Removal of Puget Sound shoreline armoring

Shoreline Armoring Removal: Synthesis and Assessment of Restoration Effectiveness in Puget Sound

Local officials, state resource managers and conscientious property owners have shown growing enthusiasm for removing bulkheads to restore natural shorelines and shore habitats.

Principal Investigator

Jeffrey Cordell, UW School of Aquatic and Fishery Sciences

Co-Principal Investigators

Megan Dethier, UW Friday Harbor Laboratories

Emily Howe, UW School of Aquatic and Fishery Sciences

Jason Toft, UW School of Aquatic and Fishery Sciences

Project

Local officials, state resource managers and conscientious property owners have shown growing enthusiasm for removing bulkheads to restore natural shorelines and shore habitats. The Puget Sound Partnership’s 2014/15 Action Agenda identified shoreline armoring as a significant threat and restoration as a main strategic goal. But monitoring of restoration sites has been scattershot and piecemeal. We still do not fully understand what ecological benefits bulkhead removal confers, or how such an understanding might inform future management. This study addressed that shortfall in two ways. First, it analyzed data gathered before and after de-armoring various sites, seeking common threads and inferring what results can be expected from new removals. Second, it assessed physical and biological conditions, from slope and sediments to the insects and “beach hoppers” that sustain young salmon and seabirds, at 10 clusters of three beaches around Puget Sound—one armored, one restored with armoring removed, and one unaltered reference beach.

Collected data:

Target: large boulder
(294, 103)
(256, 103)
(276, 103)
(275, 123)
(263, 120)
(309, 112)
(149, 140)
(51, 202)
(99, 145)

◆ Brief:
For each statement below, say yes or no to whether it agrees with the shoreline armoring passage, and quote the exact words of the passage that decide it.
1. The Puget Sound Partnership's 2014/15 Action Agenda identified shoreline armoring as a significant threat.
2. Monitoring of restoration sites has been thorough and systematic.
3. The study assessed physical and biological conditions at 10 clusters of three beaches around Puget Sound.

◆ Worked solution:
1. Yes: "The Puget Sound Partnership’s 2014/15 Action Agenda identified shoreline armoring as a significant threat and restoration as a main strategic goal."
2. No: "But monitoring of restoration sites has been scattershot and piecemeal."
3. Yes: "at 10 clusters of three beaches around Puget Sound"